WHAT IS EXPECTED
Each entry in the listing below should be restated word for word.

** begin GIVEN RECORDS **

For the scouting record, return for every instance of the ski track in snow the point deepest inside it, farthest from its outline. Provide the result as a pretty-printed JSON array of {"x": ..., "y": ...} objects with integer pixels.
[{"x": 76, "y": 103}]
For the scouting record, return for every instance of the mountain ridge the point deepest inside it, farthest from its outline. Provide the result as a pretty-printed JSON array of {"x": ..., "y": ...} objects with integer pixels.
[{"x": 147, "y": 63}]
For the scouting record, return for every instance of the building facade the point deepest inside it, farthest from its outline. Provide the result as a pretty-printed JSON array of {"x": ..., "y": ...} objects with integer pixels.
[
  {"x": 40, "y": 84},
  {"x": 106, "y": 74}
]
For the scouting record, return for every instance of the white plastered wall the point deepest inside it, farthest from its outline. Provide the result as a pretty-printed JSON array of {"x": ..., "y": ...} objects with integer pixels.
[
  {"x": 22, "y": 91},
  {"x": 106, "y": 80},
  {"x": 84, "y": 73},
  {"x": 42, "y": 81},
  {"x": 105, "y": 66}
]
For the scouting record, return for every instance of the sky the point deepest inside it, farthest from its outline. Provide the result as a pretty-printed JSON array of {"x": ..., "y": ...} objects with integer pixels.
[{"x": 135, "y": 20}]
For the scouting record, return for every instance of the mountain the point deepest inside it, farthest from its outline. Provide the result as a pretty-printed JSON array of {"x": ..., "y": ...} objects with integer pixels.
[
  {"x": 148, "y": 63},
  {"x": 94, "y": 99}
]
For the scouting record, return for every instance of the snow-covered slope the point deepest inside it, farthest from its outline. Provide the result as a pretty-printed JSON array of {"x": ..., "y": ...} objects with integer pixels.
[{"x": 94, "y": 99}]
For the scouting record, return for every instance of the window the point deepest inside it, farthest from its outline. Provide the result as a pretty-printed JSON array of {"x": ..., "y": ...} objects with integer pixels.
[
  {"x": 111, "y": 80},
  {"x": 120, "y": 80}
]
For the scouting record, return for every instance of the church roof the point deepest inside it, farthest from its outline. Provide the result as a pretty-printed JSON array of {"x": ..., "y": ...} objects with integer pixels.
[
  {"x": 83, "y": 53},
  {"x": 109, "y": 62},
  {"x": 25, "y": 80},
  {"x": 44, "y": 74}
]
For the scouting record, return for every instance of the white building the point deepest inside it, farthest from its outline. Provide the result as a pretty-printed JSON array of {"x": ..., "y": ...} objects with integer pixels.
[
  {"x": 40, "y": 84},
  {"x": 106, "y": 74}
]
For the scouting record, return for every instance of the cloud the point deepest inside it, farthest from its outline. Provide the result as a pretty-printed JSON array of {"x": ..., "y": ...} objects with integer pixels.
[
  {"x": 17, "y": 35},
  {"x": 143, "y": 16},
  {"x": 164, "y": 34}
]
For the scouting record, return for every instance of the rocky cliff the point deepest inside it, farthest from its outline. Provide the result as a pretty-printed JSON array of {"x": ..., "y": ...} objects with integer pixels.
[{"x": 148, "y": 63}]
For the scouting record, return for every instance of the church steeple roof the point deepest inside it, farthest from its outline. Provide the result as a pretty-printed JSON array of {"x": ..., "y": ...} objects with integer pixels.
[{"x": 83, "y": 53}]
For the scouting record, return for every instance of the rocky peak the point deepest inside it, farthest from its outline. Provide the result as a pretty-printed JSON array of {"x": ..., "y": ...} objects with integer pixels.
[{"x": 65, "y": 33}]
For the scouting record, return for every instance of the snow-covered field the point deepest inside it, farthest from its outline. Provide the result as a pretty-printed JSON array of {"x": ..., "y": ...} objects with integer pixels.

** end GIVEN RECORDS **

ANSWER BELOW
For the scouting record, return for every instance of the ski track in snow the point deepest inside it, farthest from its outline. Provide the result as a pretty-printed JSON array of {"x": ..., "y": ...} objects with integer pixels.
[{"x": 76, "y": 103}]
For the scouting record, return for every instance of the mountain ridge the point deepest inside it, farthest from its outline. Provide the result as a pretty-printed JSON array of {"x": ..., "y": ...} objects with integer pixels.
[{"x": 147, "y": 63}]
For the scouting record, return for every instance of the building facade the point deepest inside it, farthest from its outline. Provide the result as a pretty-printed JSON array of {"x": ..., "y": ...} objects with integer pixels.
[
  {"x": 40, "y": 84},
  {"x": 106, "y": 74}
]
For the scouting record, return for every instance of the white plastered wall the point deepest inside it, farthest from its outline. Provide the result as a pretty-printed JSON array of {"x": ..., "y": ...} objects with integer pixels.
[
  {"x": 22, "y": 91},
  {"x": 106, "y": 80},
  {"x": 84, "y": 73},
  {"x": 42, "y": 81},
  {"x": 105, "y": 66}
]
For the scouting record, return for every instance of the sky the point deepest inside it, farthest from its outline. Provide the result as a pretty-printed JSON array of {"x": ..., "y": ...} objects with integer pixels.
[{"x": 135, "y": 20}]
For the scouting record, return for every instance of the mountain the point deepest inside it, farthest from its outline. Provide the result as a pretty-printed JSON array of {"x": ..., "y": ...} objects with integer pixels.
[
  {"x": 148, "y": 63},
  {"x": 94, "y": 99}
]
For the scouting record, return for every instance of the snow-covered slope the point deepest inside it, farthest from its outline. Provide the result as a pretty-printed JSON array of {"x": ..., "y": ...} objects with integer pixels.
[{"x": 94, "y": 99}]
For the scouting record, return for every instance of the window the point deepest inside it, farthest from its outline. Provide the result as a pretty-printed JSON array of {"x": ..., "y": ...} objects with integer pixels.
[
  {"x": 111, "y": 80},
  {"x": 120, "y": 80}
]
For the scouting record, return for every instance of the church roof the point deepest inside it, farthest from its outline. Provide the result as a pretty-printed JSON array of {"x": ..., "y": ...} objects with integer pixels.
[
  {"x": 83, "y": 53},
  {"x": 109, "y": 62},
  {"x": 25, "y": 80},
  {"x": 44, "y": 74}
]
For the scouting record, return for every instance of the white building the point deepest inside it, farthest from its outline. Provide the result as a pretty-printed JSON array of {"x": ..., "y": ...} objects with integer pixels.
[
  {"x": 40, "y": 84},
  {"x": 106, "y": 74}
]
For the scouting record, return for every instance of the cloud the point deepest inside it, farthest from its outline. Provide the result as a pretty-printed JSON array of {"x": ..., "y": ...} objects with integer pixels.
[
  {"x": 17, "y": 35},
  {"x": 143, "y": 16},
  {"x": 164, "y": 34}
]
For the scouting record, return for every instance of the rocky cliff the point deepest inside it, farthest from its outline. Provide the result as a pretty-printed JSON array of {"x": ..., "y": ...} objects with integer pixels.
[{"x": 148, "y": 63}]
For the scouting record, return for every instance of the church steeple roof the point deepest inside it, farthest from its outline. Provide the result as a pretty-printed JSON array of {"x": ..., "y": ...} objects with integer pixels.
[{"x": 83, "y": 53}]
For the scouting record, return for every instance of the rocky peak the point deepest inside it, farthest from its outline. Provide the result as a pretty-printed JSON array of {"x": ..., "y": ...} objects with integer pixels.
[{"x": 65, "y": 33}]
For the scouting record, return for every instance of the snow-covered field the point deepest inside it, farthest from its outline. Provide the result as a pretty-printed JSON array of {"x": ..., "y": ...} objects with integer pixels.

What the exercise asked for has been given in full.